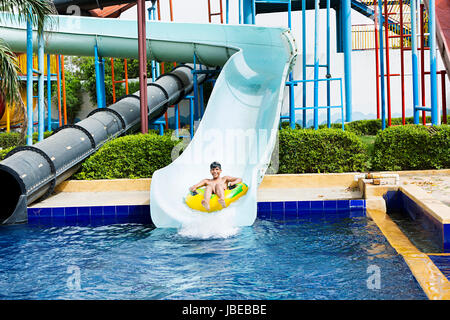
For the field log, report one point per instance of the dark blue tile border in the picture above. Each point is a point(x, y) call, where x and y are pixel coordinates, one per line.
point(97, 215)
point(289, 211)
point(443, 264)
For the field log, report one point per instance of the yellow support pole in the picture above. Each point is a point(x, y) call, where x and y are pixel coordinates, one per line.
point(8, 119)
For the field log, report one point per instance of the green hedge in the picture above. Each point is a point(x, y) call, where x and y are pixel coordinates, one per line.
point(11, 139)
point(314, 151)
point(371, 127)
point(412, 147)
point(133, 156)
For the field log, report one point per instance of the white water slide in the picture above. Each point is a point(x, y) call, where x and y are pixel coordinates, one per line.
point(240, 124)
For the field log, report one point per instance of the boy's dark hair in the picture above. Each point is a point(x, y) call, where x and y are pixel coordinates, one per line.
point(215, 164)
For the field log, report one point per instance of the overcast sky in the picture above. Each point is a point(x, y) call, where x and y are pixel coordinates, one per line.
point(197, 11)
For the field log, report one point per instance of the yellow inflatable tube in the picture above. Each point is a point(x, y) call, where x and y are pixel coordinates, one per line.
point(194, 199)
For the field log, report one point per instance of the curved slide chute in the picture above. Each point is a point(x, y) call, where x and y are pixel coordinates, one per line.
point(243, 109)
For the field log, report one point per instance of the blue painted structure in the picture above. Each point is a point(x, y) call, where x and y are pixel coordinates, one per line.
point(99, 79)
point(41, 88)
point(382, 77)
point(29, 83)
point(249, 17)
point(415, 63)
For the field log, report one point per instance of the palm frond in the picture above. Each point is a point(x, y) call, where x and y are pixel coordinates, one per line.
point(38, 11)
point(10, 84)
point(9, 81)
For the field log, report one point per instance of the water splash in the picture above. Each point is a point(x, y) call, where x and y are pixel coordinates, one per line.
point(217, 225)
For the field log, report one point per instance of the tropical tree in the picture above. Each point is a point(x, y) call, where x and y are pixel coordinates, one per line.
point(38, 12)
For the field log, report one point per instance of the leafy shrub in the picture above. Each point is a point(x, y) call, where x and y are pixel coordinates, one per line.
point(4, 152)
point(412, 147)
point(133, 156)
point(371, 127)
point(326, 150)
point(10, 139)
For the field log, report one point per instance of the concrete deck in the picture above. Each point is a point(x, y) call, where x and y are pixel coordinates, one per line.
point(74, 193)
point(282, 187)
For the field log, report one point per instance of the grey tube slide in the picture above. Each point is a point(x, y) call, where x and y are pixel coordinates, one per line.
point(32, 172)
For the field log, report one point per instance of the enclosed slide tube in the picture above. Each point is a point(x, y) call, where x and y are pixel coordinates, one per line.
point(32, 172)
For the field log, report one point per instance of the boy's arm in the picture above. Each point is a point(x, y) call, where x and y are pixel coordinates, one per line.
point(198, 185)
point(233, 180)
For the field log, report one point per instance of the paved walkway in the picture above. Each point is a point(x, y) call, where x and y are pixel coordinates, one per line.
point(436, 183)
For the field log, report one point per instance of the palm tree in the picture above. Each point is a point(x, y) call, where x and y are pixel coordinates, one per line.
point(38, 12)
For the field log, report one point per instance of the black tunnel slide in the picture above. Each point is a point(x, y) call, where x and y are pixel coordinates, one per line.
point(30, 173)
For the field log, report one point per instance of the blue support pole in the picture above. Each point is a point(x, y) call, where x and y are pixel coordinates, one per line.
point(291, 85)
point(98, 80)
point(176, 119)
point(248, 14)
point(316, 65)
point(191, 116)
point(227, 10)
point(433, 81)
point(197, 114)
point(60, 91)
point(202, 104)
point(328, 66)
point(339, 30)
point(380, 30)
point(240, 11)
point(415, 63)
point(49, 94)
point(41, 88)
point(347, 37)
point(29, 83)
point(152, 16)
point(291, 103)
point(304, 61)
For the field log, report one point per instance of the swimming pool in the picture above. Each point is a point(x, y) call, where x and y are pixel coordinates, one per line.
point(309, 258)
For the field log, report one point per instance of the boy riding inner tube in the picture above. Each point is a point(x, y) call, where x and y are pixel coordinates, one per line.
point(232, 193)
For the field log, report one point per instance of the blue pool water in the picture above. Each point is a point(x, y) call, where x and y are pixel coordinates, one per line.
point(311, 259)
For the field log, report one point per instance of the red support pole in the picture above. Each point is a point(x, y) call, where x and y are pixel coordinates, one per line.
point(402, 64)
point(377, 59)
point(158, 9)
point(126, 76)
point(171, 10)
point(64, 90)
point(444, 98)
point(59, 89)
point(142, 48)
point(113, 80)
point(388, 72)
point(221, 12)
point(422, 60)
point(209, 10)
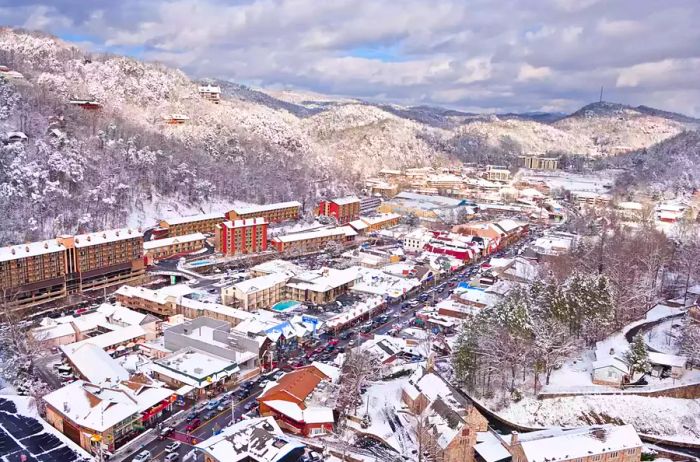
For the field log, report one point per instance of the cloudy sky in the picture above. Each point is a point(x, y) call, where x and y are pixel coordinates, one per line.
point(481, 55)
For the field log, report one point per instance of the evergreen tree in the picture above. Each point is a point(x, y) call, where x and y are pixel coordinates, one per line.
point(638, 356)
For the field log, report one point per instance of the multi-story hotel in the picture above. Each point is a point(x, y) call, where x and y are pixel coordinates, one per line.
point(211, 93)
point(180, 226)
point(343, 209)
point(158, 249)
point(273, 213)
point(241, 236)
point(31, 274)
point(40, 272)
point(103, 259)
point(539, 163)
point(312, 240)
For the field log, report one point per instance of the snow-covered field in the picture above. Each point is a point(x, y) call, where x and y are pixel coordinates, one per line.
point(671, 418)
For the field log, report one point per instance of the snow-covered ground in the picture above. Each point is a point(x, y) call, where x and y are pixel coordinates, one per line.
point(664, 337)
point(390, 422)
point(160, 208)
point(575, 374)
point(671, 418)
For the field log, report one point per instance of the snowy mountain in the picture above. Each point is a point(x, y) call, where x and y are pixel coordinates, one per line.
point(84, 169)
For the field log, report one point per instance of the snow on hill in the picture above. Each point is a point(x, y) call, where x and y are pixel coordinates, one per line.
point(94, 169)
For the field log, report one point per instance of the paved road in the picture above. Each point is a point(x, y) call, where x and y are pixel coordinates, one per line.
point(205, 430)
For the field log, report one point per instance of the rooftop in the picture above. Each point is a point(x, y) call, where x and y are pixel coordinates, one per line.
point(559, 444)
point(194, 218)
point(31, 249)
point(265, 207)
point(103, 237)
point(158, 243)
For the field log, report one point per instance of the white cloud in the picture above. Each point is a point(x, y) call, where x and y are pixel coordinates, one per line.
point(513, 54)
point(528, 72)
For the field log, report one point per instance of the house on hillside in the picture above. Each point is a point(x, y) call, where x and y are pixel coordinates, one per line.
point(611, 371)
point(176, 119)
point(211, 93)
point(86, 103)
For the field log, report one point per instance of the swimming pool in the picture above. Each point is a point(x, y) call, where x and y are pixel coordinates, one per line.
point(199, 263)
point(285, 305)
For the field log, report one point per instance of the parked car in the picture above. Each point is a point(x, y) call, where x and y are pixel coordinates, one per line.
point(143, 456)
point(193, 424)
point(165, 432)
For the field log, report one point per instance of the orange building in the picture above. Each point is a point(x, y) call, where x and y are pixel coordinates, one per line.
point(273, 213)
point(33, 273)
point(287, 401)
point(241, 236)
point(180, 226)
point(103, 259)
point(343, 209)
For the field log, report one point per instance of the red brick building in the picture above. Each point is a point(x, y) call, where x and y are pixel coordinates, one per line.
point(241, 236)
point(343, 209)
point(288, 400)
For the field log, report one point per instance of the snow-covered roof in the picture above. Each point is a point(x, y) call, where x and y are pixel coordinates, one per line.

::::

#### WHAT NEEDS TO BE DONE:
Render the stretch of entries from the line containing "of the tropical" through the line containing "point(30, 173)" as a two-column CSV with the headers instruction and points, one row per entry. Enclose each field in double quotes and replace any line breaks within a field with spaces.

#### PROBLEM SOLUTION:
instruction,points
"For the field log, report one point per instance of the tropical tree in the picture above. Each point is a point(x, y) call, where x and y are pixel coordinates, one per line.","point(38, 12)"
"For the field log, report one point per instance of the leafy shrub in the picture above. Each point is a point(x, y) call, where x and y are pixel coordinates, one per line.","point(4, 152) point(412, 147) point(133, 156) point(371, 127) point(326, 150) point(10, 139)"
"For the field log, report one point per instance of the concrete deck in the picture above. Each point is a point(x, y) call, where x and y are pixel coordinates, one per line.","point(74, 193) point(282, 187)"
"For the field log, report one point per instance of the grey tube slide in the picture above. Each point is a point(x, y) call, where x and y are pixel coordinates, one per line.","point(32, 172)"
"For the field log, report one point per instance of the enclosed slide tube in the picture above. Each point is a point(x, y) call, where x and y are pixel coordinates, one per line.","point(32, 172)"
"For the field log, report one point per instance of the boy's arm in the picture above. Each point is a point(x, y) call, where x and y are pixel coordinates, one per line.","point(198, 185) point(233, 180)"
"For the field log, report one point per instance of the paved walkway in the picture above. Each point is a point(x, y) call, where x and y are pixel coordinates, one per line.","point(436, 183)"
"For the field log, report one point per instance of the palm tree in the picture above. Each point is a point(x, y) call, where x and y are pixel coordinates, one per line.","point(38, 12)"
"For the field log, report one point per instance of the black tunnel slide in the picture above. Each point is a point(x, y) call, where x and y are pixel coordinates, one per line.","point(30, 173)"